# Texte de la page:
>>

Hier, nous avons déjà discuté de l'opportunité du contre-projet et de l'obligation de le soumettre au peuple, si le Grand Conseil l'acceptait. Je répète ici que l'article premier de la loi sur les droits d'enregistrement dit bien que les droits d'enregistrement sont un impôt. La demande du Grand Conseil était, à mon avis, superfétatoire, mais enfin Mme Calmy-Rey s'y est prêtée: ses services ont livré un avis de droit vraiment très fouillé, très circonstancié, qui ne laisse aucun doute. Par conséquent, toutes les questions qui se posent sur l'éventualité de soumettre ou non au peuple le projet de loi 8708 s'il est voté, sont absolument superfétatoires et dénotent la volonté de ceux qui continuent ce débat de le retarder le plus possible. Je pense que Mme Calmy-Rey va dire à peu près la même chose en des termes plus choisis: je la laisse le faire !

<<

# Consigne A:
Répondez à ces questions sur l'intervention :
(i) D'après l'article premier de la loi sur les droits d'enregistrement, que sont ces droits ?
(ii) Qu'est-ce que les services de Mme Calmy-Rey ont livré ?
(iii) Quel numéro porte le projet de loi cité ?
# Consigne B:
Reproduisez le passage de l'intervention qui va de « Hier, nous avons » à « laisse le faire ! », ces deux bouts compris.

# Données fournies:
>>

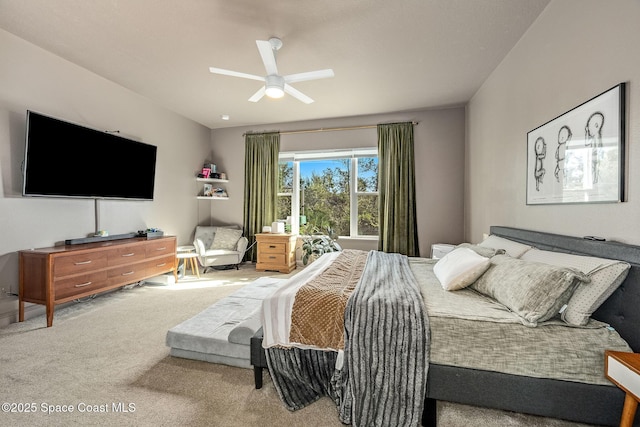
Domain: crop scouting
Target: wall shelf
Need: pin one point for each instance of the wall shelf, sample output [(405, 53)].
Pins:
[(212, 198), (212, 180)]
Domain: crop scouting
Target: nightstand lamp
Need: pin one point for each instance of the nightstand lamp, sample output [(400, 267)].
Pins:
[(623, 369)]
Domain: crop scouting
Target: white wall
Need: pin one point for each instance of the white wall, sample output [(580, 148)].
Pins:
[(575, 50), (31, 78), (439, 152)]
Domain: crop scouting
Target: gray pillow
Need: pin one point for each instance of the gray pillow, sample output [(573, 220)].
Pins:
[(606, 276), (226, 238), (532, 290)]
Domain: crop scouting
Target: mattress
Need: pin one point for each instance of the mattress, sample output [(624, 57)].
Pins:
[(470, 330)]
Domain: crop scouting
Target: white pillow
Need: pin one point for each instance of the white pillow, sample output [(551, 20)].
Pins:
[(460, 268), (226, 238), (512, 248), (606, 276)]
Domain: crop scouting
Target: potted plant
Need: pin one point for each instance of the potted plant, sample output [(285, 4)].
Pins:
[(316, 243)]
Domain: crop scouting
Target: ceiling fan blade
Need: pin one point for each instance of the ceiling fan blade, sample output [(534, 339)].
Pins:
[(311, 75), (268, 56), (235, 74), (297, 94), (258, 95)]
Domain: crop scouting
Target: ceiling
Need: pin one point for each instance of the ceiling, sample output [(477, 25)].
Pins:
[(388, 56)]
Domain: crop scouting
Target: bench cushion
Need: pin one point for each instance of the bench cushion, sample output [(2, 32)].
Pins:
[(206, 335)]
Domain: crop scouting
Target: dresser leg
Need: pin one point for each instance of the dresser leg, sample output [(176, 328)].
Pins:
[(628, 411), (49, 315)]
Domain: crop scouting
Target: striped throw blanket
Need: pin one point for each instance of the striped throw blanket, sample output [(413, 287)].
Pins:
[(380, 380)]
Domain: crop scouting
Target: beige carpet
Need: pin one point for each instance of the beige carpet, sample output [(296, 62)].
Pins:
[(105, 359)]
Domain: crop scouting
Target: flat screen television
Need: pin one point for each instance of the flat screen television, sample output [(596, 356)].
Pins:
[(63, 159)]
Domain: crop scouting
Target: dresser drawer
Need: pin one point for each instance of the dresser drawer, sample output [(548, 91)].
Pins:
[(272, 248), (162, 247), (91, 283), (126, 274), (78, 263), (126, 255), (160, 265)]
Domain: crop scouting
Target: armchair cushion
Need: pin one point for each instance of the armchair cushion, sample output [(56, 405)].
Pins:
[(226, 238), (204, 242)]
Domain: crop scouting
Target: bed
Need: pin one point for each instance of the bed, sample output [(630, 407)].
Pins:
[(437, 370)]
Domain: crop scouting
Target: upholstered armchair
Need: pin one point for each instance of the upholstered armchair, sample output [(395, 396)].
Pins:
[(219, 245)]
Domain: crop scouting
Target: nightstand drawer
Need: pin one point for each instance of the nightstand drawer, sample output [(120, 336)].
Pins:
[(623, 375), (266, 258), (271, 248)]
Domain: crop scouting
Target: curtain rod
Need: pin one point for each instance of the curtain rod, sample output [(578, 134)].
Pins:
[(291, 132)]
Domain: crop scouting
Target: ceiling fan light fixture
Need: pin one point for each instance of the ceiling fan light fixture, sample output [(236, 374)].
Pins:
[(274, 86)]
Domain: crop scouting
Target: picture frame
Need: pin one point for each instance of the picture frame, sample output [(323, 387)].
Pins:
[(579, 157)]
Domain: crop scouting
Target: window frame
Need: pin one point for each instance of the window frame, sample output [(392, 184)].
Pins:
[(353, 155)]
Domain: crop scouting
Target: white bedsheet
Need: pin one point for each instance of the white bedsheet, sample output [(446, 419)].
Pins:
[(276, 309)]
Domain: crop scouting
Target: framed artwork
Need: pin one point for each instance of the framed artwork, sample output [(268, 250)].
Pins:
[(578, 157)]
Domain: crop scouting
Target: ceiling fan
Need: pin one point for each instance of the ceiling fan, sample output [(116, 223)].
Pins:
[(276, 85)]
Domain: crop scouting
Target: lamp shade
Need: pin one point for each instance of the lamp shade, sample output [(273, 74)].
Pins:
[(274, 86)]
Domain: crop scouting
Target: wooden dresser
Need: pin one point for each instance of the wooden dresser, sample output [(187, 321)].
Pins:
[(51, 276), (276, 252)]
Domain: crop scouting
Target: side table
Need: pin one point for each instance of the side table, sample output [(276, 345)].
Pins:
[(188, 254), (623, 369)]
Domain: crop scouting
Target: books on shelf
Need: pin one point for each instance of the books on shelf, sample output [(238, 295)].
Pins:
[(211, 191)]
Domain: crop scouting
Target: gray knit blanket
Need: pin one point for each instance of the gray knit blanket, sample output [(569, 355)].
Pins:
[(382, 378)]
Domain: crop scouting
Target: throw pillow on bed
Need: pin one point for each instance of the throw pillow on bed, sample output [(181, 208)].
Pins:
[(460, 268), (512, 248), (606, 276), (484, 251), (534, 291), (226, 238)]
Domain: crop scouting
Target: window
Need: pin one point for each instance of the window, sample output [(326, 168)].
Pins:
[(335, 191)]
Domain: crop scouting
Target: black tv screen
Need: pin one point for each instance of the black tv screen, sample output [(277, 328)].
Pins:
[(63, 159)]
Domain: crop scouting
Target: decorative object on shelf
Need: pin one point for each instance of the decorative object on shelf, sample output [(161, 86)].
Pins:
[(151, 233), (578, 157)]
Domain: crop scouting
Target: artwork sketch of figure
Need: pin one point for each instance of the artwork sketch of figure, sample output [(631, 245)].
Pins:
[(593, 139), (564, 136), (541, 152)]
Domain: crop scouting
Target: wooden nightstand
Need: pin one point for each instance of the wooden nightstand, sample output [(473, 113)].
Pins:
[(276, 252), (623, 369)]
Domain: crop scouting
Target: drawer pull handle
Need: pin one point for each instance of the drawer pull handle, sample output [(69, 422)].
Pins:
[(82, 285)]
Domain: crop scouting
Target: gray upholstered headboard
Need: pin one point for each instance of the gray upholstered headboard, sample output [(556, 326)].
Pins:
[(622, 309)]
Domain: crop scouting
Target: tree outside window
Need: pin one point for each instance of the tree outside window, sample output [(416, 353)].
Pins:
[(338, 196)]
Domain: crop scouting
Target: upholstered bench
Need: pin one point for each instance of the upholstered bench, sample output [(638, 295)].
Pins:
[(222, 332)]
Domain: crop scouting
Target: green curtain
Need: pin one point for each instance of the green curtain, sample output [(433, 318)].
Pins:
[(260, 185), (396, 190)]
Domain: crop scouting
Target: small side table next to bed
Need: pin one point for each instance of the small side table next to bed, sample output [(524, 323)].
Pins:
[(623, 369)]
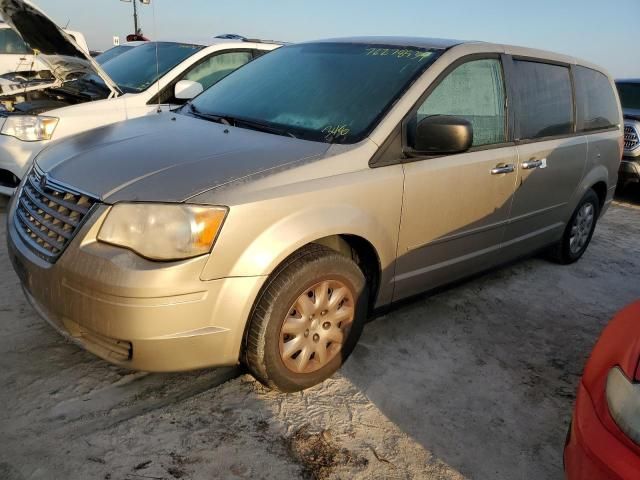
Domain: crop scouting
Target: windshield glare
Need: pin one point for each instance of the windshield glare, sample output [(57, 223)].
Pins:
[(329, 92), (629, 95), (112, 53), (135, 70)]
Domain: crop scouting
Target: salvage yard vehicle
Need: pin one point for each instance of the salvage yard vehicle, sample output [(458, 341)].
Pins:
[(263, 221), (629, 91), (87, 95), (20, 61), (604, 437)]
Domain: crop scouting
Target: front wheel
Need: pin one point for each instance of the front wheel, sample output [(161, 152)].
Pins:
[(307, 320), (579, 230)]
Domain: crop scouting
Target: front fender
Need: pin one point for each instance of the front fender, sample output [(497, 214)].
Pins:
[(257, 236)]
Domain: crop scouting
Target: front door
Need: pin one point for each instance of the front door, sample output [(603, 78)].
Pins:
[(456, 207)]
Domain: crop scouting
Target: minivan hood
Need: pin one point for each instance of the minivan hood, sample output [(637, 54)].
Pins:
[(167, 157), (55, 47)]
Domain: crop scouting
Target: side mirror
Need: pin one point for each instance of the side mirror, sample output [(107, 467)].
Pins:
[(441, 134), (187, 89)]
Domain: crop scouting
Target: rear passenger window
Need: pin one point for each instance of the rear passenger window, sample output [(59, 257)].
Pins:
[(474, 91), (544, 99), (596, 103)]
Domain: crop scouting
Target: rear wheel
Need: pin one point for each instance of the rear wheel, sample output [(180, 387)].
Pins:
[(579, 230), (307, 320)]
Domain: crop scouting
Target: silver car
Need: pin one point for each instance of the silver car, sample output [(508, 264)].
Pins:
[(264, 221)]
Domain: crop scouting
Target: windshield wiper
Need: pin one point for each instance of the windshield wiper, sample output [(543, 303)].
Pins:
[(241, 122), (208, 116)]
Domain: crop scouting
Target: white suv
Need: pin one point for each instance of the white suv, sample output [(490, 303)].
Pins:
[(153, 76)]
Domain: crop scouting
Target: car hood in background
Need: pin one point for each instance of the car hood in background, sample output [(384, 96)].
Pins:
[(168, 158), (54, 46), (631, 113)]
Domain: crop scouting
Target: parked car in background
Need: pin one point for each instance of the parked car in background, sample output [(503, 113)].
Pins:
[(629, 91), (20, 61), (262, 221), (604, 437), (86, 95), (114, 52)]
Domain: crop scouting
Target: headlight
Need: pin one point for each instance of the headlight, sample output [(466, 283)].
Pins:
[(163, 231), (29, 128), (623, 398)]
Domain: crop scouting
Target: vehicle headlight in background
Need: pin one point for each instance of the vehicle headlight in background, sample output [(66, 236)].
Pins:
[(163, 231), (623, 398), (29, 128)]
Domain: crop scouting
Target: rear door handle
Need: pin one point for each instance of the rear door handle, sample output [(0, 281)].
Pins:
[(531, 164), (500, 169)]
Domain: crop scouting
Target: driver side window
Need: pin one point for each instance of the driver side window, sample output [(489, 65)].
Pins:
[(473, 91)]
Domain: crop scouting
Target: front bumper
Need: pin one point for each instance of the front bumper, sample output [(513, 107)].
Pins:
[(592, 452), (143, 315), (16, 157), (629, 169)]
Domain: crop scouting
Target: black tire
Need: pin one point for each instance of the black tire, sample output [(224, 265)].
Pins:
[(561, 252), (309, 265)]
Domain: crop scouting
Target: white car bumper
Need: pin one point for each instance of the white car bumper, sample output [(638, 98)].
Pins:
[(15, 158)]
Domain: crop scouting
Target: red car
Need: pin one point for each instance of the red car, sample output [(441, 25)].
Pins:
[(604, 437)]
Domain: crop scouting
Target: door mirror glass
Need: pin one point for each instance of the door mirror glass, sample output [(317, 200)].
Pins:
[(187, 89), (441, 134)]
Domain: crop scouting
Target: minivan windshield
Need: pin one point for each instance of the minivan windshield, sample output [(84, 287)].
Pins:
[(328, 92), (629, 94), (136, 69)]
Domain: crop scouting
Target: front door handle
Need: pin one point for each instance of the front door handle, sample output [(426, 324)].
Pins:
[(531, 164), (502, 168)]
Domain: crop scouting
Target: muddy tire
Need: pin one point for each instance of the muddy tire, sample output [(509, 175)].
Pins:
[(307, 320), (578, 232)]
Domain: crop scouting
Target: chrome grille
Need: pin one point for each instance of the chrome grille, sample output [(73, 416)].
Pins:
[(631, 139), (48, 215)]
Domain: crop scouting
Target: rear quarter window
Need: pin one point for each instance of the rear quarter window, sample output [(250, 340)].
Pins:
[(544, 99), (596, 102)]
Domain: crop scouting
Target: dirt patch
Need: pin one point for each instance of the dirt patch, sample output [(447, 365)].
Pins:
[(319, 455)]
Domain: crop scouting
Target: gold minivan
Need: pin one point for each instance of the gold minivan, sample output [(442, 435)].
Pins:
[(266, 219)]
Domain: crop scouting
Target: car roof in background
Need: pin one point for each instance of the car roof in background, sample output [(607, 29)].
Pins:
[(216, 41), (418, 42)]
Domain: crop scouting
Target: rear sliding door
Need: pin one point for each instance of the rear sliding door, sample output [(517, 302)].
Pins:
[(551, 154)]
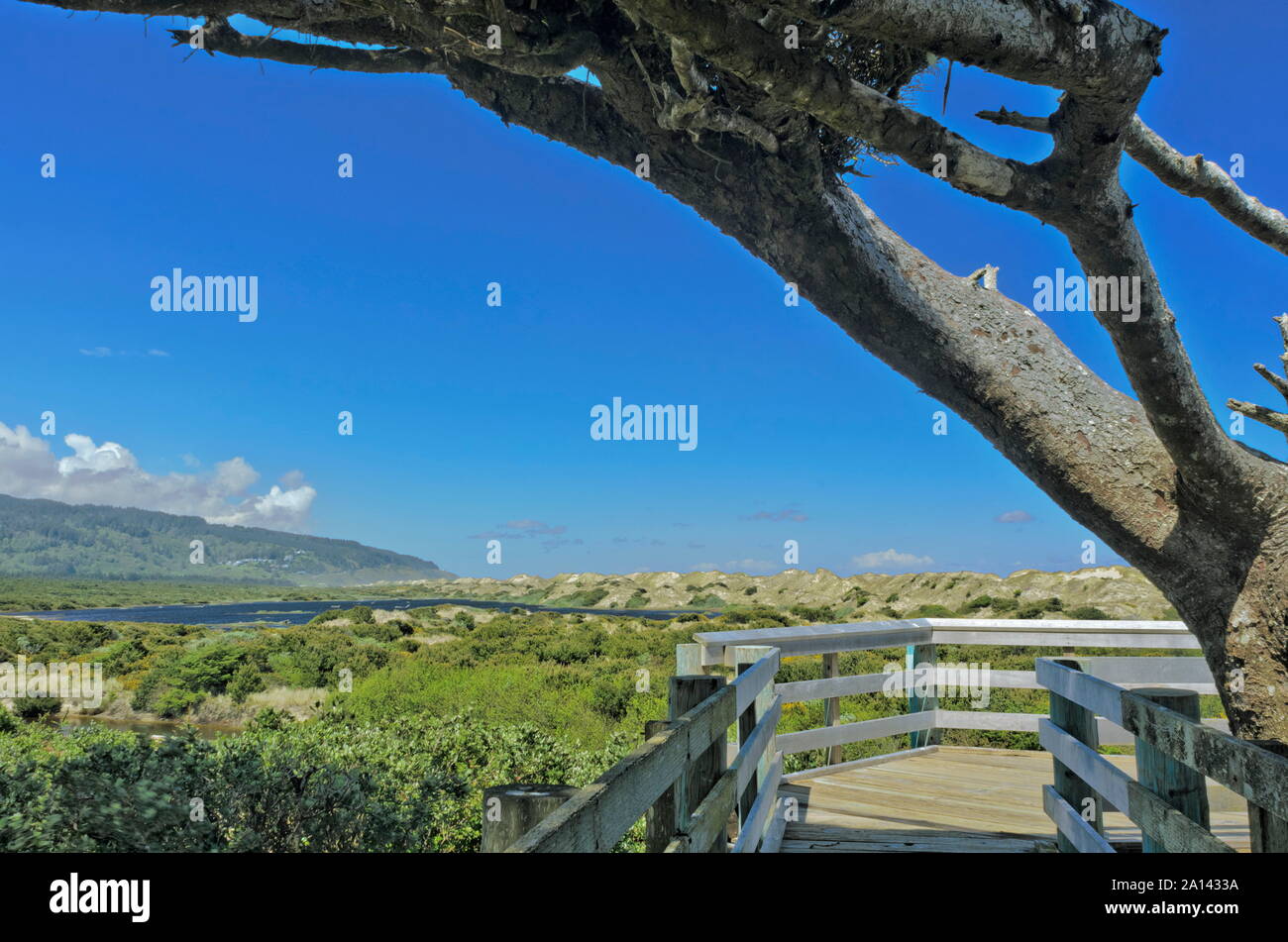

<<

# Bonne réponse A:
(i) Un impôt.
(ii) Un avis de droit très fouillé et très circonstancié.
(iii) 8708.

# Bonne réponse B:
Hier, nous avons déjà discuté de l'opportunité du contre-projet et de l'obligation de le soumettre au peuple, si le Grand Conseil l'acceptait. Je répète ici que l'article premier de la loi sur les droits d'enregistrement dit bien que les droits d'enregistrement sont un impôt. La demande du Grand Conseil était, à mon avis, superfétatoire, mais enfin Mme Calmy-Rey s'y est prêtée: ses services ont livré un avis de droit vraiment très fouillé, très circonstancié, qui ne laisse aucun doute. Par conséquent, toutes les questions qui se posent sur l'éventualité de soumettre ou non au peuple le projet de loi 8708 s'il est voté, sont absolument superfétatoires et dénotent la volonté de ceux qui continuent ce débat de le retarder le plus possible. Je pense que Mme Calmy-Rey va dire à peu près la même chose en des termes plus choisis: je la laisse le faire !